[Start of section]

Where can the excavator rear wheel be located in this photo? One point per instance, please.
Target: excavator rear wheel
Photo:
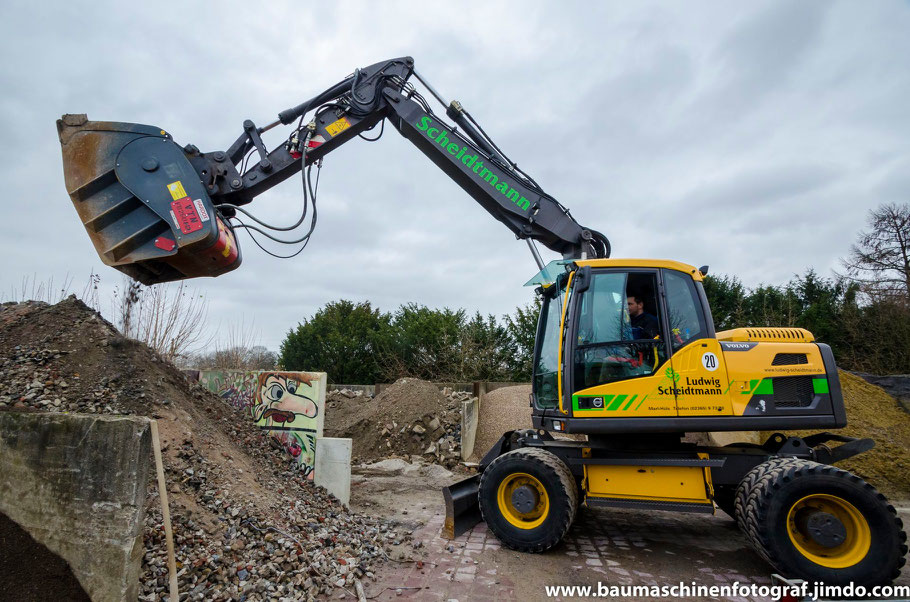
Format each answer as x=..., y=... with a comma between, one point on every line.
x=528, y=498
x=820, y=523
x=748, y=483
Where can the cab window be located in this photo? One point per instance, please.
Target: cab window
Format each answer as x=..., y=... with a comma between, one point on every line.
x=618, y=329
x=687, y=321
x=546, y=366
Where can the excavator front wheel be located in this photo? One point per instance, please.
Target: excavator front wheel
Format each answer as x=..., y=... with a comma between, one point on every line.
x=528, y=498
x=820, y=523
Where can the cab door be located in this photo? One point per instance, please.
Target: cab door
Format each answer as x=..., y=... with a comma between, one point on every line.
x=701, y=385
x=617, y=364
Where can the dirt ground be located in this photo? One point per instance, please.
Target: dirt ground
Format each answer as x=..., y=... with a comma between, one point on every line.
x=619, y=547
x=872, y=413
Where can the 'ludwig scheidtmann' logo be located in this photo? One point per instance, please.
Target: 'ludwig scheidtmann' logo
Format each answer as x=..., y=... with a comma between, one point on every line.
x=471, y=162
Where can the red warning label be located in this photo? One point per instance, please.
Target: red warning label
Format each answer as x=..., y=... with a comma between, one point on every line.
x=185, y=215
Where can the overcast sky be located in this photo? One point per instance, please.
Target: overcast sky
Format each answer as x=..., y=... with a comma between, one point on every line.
x=753, y=137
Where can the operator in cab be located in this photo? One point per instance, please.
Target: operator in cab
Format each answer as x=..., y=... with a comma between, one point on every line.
x=647, y=325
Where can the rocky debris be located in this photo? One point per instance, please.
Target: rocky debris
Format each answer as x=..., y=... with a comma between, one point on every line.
x=409, y=417
x=247, y=526
x=343, y=394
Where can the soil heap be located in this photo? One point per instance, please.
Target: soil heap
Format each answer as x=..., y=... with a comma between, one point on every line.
x=873, y=413
x=410, y=417
x=246, y=525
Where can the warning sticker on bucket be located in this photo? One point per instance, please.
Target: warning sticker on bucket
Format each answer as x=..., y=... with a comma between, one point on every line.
x=185, y=215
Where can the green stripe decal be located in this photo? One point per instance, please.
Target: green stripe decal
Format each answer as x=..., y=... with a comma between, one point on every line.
x=820, y=386
x=765, y=387
x=752, y=385
x=616, y=402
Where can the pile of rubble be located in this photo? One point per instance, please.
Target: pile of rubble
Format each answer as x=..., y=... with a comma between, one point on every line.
x=410, y=417
x=247, y=525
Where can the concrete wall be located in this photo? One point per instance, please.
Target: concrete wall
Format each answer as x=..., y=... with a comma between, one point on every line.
x=289, y=405
x=470, y=411
x=333, y=467
x=77, y=483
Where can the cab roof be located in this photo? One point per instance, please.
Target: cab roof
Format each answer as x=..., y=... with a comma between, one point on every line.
x=547, y=276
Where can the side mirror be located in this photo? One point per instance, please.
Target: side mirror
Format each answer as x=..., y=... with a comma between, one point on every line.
x=582, y=280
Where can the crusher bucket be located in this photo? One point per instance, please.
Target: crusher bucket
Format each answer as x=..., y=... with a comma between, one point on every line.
x=142, y=202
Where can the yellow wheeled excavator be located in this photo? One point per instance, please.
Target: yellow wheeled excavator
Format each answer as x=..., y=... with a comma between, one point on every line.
x=633, y=385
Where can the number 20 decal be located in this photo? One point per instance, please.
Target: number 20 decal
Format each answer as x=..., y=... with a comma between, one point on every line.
x=709, y=361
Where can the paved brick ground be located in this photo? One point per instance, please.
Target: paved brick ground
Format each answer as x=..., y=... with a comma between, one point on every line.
x=616, y=547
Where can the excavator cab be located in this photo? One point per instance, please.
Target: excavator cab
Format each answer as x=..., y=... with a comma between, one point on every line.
x=142, y=202
x=601, y=370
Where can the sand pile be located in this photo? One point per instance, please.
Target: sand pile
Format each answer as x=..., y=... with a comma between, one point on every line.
x=873, y=413
x=247, y=526
x=410, y=417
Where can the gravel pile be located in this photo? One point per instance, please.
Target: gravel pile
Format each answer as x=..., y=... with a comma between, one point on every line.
x=501, y=410
x=247, y=525
x=410, y=417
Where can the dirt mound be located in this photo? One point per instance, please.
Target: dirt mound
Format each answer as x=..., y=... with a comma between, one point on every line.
x=246, y=524
x=873, y=413
x=501, y=410
x=410, y=417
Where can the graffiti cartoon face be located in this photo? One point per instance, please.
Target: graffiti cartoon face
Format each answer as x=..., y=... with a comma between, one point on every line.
x=280, y=402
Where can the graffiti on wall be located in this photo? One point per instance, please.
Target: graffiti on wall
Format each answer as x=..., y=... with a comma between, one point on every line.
x=288, y=405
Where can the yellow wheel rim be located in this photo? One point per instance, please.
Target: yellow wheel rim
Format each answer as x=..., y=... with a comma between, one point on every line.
x=523, y=520
x=855, y=536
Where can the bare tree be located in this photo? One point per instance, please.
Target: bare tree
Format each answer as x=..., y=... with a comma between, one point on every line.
x=168, y=318
x=880, y=259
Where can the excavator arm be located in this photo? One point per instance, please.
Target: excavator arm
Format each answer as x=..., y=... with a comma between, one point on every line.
x=159, y=212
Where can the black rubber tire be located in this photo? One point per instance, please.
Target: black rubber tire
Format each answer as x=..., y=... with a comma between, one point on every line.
x=748, y=483
x=775, y=493
x=559, y=484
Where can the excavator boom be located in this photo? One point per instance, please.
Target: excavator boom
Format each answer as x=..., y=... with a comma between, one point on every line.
x=160, y=212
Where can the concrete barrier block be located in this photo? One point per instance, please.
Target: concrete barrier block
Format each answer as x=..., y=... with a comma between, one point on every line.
x=470, y=411
x=333, y=467
x=78, y=484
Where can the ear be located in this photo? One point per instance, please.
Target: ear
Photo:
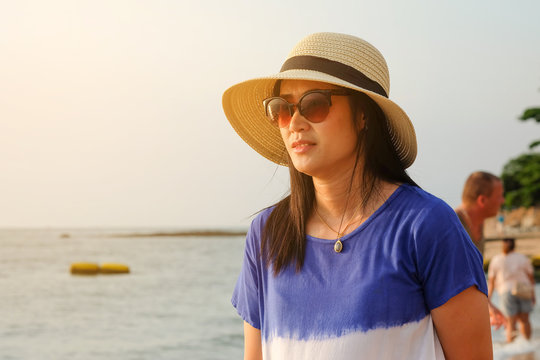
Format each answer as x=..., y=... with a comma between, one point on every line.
x=360, y=121
x=481, y=201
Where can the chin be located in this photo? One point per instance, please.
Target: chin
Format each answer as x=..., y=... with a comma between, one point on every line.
x=304, y=167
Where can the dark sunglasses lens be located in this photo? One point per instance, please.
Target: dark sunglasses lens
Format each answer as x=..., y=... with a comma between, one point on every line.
x=278, y=112
x=315, y=107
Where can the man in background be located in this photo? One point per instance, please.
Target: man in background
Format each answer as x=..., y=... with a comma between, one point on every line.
x=481, y=199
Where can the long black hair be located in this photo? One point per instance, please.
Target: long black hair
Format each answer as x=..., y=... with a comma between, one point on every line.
x=284, y=235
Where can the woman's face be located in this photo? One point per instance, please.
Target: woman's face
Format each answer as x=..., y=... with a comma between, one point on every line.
x=320, y=149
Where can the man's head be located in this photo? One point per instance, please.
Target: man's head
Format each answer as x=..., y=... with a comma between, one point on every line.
x=509, y=244
x=484, y=191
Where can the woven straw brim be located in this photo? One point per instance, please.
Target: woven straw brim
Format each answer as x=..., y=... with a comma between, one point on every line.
x=243, y=106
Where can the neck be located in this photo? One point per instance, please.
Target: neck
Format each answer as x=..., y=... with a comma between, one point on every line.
x=337, y=196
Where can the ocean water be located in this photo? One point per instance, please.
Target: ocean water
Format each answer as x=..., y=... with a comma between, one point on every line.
x=175, y=303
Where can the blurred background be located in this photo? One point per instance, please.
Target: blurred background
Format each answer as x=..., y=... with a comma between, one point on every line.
x=110, y=111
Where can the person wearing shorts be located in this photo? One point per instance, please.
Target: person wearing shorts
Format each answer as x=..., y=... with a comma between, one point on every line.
x=511, y=274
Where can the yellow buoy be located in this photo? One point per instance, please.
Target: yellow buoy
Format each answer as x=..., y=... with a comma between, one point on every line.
x=535, y=260
x=110, y=268
x=84, y=269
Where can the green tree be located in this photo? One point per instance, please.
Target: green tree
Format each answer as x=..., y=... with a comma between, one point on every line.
x=521, y=179
x=534, y=114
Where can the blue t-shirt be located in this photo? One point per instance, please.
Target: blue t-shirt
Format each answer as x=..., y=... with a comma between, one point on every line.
x=371, y=300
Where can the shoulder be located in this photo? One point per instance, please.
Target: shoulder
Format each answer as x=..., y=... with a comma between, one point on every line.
x=426, y=208
x=496, y=261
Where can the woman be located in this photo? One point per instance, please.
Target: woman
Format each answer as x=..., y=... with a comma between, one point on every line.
x=358, y=261
x=512, y=275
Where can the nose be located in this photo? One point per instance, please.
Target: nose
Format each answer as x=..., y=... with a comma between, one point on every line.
x=298, y=122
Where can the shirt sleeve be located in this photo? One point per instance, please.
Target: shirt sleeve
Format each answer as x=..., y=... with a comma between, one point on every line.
x=447, y=260
x=245, y=296
x=493, y=267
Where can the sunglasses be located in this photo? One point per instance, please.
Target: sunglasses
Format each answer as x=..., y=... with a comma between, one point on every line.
x=314, y=105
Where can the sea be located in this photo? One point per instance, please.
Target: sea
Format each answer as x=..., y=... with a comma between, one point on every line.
x=174, y=303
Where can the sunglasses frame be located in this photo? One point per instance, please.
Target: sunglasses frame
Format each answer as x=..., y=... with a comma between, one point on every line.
x=328, y=93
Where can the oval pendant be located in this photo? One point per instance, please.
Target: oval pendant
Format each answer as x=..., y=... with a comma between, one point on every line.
x=338, y=246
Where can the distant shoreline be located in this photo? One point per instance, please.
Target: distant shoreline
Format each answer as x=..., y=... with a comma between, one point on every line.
x=186, y=233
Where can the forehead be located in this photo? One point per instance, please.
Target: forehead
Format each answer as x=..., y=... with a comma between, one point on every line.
x=295, y=88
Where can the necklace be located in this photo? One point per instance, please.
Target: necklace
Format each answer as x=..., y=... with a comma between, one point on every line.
x=338, y=245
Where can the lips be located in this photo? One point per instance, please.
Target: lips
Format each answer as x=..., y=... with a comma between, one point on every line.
x=301, y=146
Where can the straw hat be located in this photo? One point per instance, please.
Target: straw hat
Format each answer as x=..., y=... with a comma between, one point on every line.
x=337, y=59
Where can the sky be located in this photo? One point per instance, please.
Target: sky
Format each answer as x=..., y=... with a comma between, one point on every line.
x=110, y=111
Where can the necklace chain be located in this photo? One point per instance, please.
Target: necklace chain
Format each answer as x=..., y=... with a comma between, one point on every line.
x=339, y=233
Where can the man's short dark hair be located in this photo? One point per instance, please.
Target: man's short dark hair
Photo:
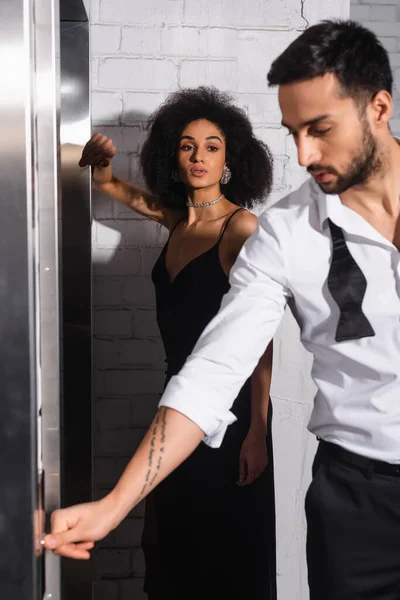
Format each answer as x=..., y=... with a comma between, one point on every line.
x=349, y=51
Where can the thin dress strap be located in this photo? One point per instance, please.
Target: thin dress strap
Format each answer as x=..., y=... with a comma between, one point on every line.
x=174, y=227
x=227, y=223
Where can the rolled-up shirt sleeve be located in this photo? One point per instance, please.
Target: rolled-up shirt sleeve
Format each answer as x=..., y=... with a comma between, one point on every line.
x=231, y=345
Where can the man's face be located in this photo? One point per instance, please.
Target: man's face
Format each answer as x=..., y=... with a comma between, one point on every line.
x=334, y=141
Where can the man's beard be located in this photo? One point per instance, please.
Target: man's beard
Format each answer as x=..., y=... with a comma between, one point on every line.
x=361, y=169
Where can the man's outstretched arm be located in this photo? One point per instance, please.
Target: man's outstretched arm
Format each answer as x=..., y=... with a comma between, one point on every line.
x=196, y=403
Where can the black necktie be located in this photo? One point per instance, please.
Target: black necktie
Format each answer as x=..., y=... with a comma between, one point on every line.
x=347, y=285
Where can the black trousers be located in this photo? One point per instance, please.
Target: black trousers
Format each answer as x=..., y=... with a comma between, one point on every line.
x=353, y=527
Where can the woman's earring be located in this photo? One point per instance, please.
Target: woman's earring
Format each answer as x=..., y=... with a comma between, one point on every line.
x=175, y=177
x=226, y=176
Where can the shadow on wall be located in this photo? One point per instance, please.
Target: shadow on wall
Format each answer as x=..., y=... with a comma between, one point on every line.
x=129, y=367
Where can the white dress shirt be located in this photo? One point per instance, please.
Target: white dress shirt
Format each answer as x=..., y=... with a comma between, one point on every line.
x=287, y=260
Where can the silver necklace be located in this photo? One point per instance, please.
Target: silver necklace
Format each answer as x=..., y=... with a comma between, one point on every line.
x=203, y=204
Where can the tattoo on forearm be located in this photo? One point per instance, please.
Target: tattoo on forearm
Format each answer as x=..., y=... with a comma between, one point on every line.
x=157, y=447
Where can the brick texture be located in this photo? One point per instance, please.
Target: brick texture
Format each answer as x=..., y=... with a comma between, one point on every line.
x=140, y=52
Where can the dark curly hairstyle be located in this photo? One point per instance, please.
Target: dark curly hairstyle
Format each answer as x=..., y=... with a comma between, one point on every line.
x=248, y=158
x=345, y=48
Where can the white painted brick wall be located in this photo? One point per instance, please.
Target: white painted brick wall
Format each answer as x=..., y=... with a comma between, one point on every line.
x=383, y=17
x=140, y=52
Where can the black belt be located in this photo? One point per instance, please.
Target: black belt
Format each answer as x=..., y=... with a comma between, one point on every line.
x=360, y=462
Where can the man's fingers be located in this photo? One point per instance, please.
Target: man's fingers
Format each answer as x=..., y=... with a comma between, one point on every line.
x=72, y=551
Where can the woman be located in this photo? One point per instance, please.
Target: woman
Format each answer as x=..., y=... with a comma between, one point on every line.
x=210, y=526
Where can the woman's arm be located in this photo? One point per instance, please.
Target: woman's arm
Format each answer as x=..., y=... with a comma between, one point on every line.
x=254, y=455
x=98, y=153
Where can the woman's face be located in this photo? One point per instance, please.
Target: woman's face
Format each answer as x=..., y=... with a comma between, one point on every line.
x=201, y=154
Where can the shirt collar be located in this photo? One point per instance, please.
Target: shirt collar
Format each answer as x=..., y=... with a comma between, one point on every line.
x=330, y=207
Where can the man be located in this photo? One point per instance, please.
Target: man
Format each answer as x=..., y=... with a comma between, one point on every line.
x=331, y=251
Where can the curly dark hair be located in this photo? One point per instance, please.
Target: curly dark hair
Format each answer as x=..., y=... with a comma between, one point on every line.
x=248, y=158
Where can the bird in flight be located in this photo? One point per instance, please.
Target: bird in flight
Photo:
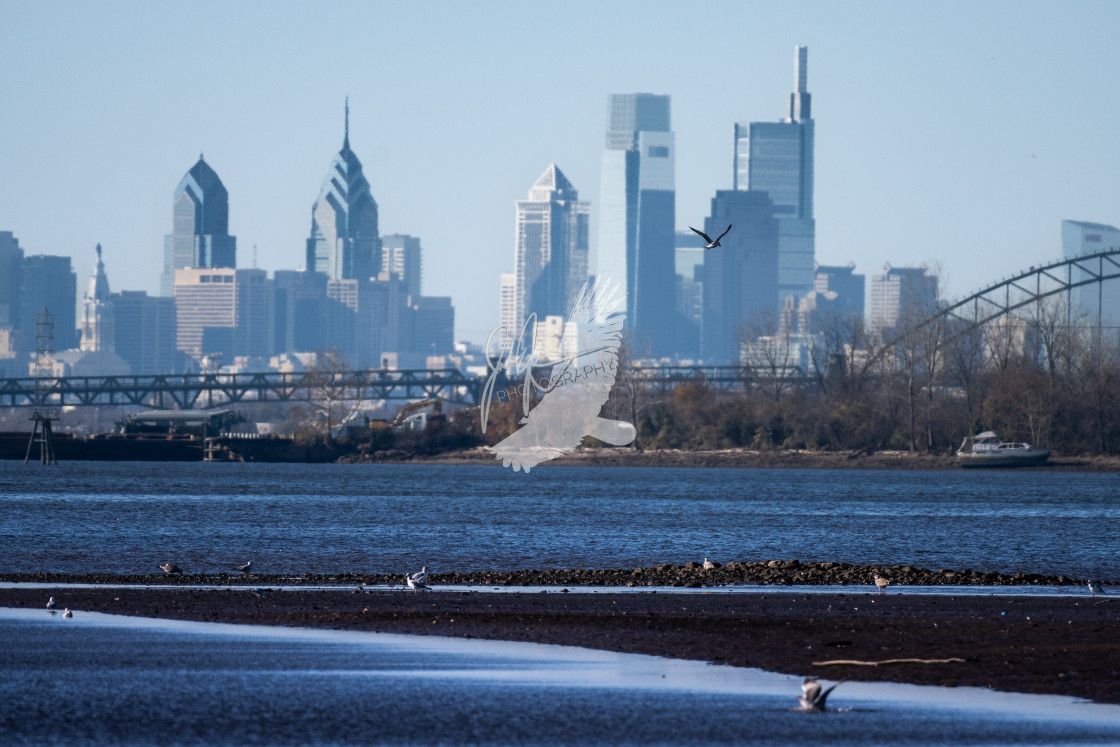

[End of section]

Only the lines above from the one with "Where can the brick" up to and including the one with "Target: black belt" should be repeated, exactly as written.

Where can the brick texture be located in this photo? One point per instance, please.
Target: brick texture
Format each answer as x=..., y=... with a comma between, one point on every line.
x=140, y=52
Where can the dark curly hairstyle be located in this photo? One point per instance, please.
Target: dark curly hairstyle
Format each answer as x=..., y=... with a comma between, one point on every line.
x=248, y=158
x=345, y=48
Where can the white painted brick wall be located in this photo? One point per instance, please.
Target: white painted brick wall
Format each answer as x=..., y=... with a comma between, one point on every line.
x=383, y=17
x=140, y=52
Where can the black belt be located in this photo? One point per instance, please.
Target: black belt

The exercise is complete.